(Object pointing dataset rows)
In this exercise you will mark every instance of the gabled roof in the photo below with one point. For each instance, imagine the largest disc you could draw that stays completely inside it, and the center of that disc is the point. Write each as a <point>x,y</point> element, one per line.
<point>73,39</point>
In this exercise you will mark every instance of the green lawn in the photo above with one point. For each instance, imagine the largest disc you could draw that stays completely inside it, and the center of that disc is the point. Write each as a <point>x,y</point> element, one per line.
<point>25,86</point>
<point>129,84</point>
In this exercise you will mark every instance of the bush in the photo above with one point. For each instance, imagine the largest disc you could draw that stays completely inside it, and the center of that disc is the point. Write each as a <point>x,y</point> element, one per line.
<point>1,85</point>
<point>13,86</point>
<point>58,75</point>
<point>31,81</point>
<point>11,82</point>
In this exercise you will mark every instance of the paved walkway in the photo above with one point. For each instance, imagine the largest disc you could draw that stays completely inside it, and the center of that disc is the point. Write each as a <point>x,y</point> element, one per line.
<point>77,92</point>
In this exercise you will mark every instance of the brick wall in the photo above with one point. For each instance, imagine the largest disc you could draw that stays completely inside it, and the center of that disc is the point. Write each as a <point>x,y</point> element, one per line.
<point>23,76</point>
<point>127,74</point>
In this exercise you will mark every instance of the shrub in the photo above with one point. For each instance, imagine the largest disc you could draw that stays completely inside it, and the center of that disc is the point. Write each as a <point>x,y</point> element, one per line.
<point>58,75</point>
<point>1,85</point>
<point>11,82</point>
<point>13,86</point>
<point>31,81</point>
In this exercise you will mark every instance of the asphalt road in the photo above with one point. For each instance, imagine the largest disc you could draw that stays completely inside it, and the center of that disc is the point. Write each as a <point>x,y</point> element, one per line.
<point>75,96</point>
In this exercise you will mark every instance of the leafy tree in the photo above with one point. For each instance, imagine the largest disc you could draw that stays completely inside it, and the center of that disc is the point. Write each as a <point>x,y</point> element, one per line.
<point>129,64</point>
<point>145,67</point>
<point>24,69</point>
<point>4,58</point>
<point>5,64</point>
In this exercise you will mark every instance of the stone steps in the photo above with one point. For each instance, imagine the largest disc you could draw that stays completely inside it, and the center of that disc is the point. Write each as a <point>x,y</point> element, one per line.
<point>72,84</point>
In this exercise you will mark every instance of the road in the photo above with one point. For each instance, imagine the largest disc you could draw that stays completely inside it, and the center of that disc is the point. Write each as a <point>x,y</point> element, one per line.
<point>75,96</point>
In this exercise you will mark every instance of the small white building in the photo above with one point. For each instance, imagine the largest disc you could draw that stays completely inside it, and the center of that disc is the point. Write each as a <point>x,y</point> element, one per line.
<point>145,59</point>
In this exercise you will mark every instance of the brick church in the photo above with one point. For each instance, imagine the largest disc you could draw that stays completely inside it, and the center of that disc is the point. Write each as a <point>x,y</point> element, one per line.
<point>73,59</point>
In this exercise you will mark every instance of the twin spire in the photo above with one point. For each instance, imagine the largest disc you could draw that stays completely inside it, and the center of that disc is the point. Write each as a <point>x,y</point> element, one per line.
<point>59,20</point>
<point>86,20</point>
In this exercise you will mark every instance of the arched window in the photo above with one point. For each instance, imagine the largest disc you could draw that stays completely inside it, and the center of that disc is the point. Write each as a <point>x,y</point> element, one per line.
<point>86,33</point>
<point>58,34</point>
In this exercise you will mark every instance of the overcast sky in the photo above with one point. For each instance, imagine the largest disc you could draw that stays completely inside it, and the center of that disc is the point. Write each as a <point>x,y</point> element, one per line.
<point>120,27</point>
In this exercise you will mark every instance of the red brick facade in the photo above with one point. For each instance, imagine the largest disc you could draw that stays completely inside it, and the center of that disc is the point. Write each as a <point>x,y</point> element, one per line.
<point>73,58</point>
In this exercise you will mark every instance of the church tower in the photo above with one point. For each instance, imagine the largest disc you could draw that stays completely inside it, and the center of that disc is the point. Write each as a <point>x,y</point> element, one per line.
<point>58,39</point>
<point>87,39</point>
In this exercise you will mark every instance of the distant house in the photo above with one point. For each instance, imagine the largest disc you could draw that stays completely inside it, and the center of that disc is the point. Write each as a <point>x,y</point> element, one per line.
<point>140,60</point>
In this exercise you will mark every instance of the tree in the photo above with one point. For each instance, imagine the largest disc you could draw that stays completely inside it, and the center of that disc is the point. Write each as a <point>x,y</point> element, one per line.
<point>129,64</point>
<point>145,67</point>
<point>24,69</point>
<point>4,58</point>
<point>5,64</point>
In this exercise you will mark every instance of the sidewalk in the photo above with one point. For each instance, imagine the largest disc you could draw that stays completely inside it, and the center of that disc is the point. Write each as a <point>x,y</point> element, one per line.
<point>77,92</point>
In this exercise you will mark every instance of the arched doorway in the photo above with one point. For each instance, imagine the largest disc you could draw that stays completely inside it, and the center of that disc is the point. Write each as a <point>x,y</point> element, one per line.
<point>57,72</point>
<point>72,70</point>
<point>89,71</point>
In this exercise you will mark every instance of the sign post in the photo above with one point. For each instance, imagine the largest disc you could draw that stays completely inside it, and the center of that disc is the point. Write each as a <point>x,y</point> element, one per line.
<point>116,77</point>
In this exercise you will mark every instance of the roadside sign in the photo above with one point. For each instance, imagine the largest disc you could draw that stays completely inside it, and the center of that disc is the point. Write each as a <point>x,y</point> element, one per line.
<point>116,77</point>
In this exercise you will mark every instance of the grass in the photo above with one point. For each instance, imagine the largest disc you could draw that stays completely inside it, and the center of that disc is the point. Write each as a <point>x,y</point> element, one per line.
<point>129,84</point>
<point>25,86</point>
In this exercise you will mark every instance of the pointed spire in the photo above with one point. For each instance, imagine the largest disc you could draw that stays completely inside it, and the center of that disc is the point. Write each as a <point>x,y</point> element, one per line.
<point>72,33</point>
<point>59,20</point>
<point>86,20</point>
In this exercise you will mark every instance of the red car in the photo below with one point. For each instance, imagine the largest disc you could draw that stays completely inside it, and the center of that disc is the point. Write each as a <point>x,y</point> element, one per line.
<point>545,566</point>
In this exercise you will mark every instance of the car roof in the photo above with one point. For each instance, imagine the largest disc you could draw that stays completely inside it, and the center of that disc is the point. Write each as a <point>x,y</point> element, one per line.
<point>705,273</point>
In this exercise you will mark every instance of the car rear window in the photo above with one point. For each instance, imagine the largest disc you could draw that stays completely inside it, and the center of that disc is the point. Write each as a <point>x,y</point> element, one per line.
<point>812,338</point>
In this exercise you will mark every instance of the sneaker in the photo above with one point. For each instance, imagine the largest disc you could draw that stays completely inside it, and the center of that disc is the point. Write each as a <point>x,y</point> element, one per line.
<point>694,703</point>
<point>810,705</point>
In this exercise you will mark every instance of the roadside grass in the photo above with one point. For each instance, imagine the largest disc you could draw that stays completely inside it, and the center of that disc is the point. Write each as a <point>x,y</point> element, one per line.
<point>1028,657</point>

> [What is required]: Starting at the beginning of the material and ending at the line containing "<point>73,39</point>", rewrite the lines with "gabled roof" changed to "tiled roof" and nothing else altered.

> [Full output]:
In this exercise you will mark every instance of the tiled roof in the photo below with one point. For each instance, imagine the largest disc you could draw that stays completely inside it, and the center of that disc is the point. Write each as a <point>x,y</point> element, one per line.
<point>73,39</point>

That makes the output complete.